México se considera un país “megadiverso”, lo que significa que forma parte de un exclusivo grupo de naciones que poseen la mayor diversidad de plantas y animales del planeta; estamos hablando de casi 70 por ciento de la variedad mundial de especies.
Este concepto es distinto al de biodiversidad, ya que la megadiversidad se caracteriza porque debe tener por los menos 5 mil especies endémicas de plantas y diversidad de géneros, familias y ecosistemas, incluyendo marinos y selvas tropicales.
Una probadita de este prodigio la podemos apreciar ahora en el Pabellón Nacional de la Biodiversidad (PNB), que abrió recientemente la Universidad Nacional Autónoma de México (UNAM), a cargo del Instituto de Biología.
El proyecto, incluido el espectacular edificio cuyos paneles externos de brillante metal se mueven con el viento, lo donó la Fundación Slim.

::::

Objetivo de la tarea :: Prosiga el texto sobre la megadiversidad de México a partir de su última oración. No es necesario consultar las entradas.

Datos de señalamiento de regiones
::::

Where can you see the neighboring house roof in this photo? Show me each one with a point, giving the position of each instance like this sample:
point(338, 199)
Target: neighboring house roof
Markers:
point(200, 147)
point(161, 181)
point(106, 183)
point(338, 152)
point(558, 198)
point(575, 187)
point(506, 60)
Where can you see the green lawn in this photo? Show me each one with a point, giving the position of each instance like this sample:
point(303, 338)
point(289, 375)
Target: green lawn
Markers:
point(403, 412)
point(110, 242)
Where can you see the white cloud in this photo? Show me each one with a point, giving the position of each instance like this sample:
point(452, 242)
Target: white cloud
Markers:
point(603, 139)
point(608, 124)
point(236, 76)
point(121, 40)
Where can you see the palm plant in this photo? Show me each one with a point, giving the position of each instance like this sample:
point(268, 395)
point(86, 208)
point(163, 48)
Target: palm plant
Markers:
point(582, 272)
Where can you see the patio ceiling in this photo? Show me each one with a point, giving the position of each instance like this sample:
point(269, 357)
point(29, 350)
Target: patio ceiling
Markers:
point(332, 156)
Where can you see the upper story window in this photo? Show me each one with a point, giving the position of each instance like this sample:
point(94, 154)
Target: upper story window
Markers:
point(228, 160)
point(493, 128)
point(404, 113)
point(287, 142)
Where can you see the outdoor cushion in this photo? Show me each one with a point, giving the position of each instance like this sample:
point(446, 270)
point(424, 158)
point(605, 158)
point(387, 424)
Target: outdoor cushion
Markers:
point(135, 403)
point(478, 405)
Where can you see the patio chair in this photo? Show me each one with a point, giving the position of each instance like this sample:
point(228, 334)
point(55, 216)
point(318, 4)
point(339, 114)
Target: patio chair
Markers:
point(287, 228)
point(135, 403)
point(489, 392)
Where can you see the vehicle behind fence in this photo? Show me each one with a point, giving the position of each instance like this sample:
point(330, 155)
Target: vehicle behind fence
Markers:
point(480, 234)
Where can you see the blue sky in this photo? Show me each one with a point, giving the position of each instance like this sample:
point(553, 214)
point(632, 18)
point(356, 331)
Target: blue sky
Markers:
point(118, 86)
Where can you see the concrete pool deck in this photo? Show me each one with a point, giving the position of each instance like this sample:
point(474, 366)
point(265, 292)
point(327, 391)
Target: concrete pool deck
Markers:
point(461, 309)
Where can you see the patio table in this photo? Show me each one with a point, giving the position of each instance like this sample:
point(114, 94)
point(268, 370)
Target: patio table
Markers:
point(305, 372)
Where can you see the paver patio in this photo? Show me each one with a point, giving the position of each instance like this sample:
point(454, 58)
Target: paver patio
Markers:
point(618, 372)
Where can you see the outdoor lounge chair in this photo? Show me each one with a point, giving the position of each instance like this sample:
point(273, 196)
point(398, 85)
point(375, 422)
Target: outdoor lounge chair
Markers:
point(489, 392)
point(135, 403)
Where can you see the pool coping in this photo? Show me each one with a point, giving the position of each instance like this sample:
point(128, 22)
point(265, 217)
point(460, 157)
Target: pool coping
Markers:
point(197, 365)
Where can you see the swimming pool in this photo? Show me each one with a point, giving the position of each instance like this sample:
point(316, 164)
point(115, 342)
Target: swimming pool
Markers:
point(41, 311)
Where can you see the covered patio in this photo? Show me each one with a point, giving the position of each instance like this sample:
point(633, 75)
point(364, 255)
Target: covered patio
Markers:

::::

Respuesta de la tarea ::
Es un complejo de 12 mil metros cuadrados y una infraestructura de tres pisos en la que se albergan las colecciones completas del Instituto de Biología de la UNAM, es único en su tipo al ser un museo y a la vez área de investigación.
Se encuentra en el Centro Cultural Universitario de Ciudad Universitaria y se inauguró justo antes de la pandemia, pero ya reabrió sus puertas y no hay que dejar de visitarlo.
Lo recibe un muro con un alucinante muestrario de insectos y mariposas, mismo lepidóptero que cuelga como cascada sobre la rampa de acceso a los pisos.
El PNB muestra cuatro colecciones biológicas: peces, aves, mamíferos, y anfibios y reptiles –130 mil especímenes en total–, que permiten conocer la biodiversidad mexicana y de otros lugares del mundo.
Hay seis salas de exposiciones permanentes en las que se abordan distintos temas relacionados, como el impacto de las sociedades humanas sobre ella y los puntos de no retorno en los daños al medioambiente y una sala de exposiciones temporales.
En esta última se montó una muestra dedicada a la dendrocronología, disciplina científica que estudia los cambios ambientales registrados en los anillos de crecimiento de los troncos de los árboles.
En otra sala se documenta cuántas especies de plantas, animales y hongos existen en el territorio mexicano y cuáles son los diversos tipos de bioma o paisajes bioclimáticos.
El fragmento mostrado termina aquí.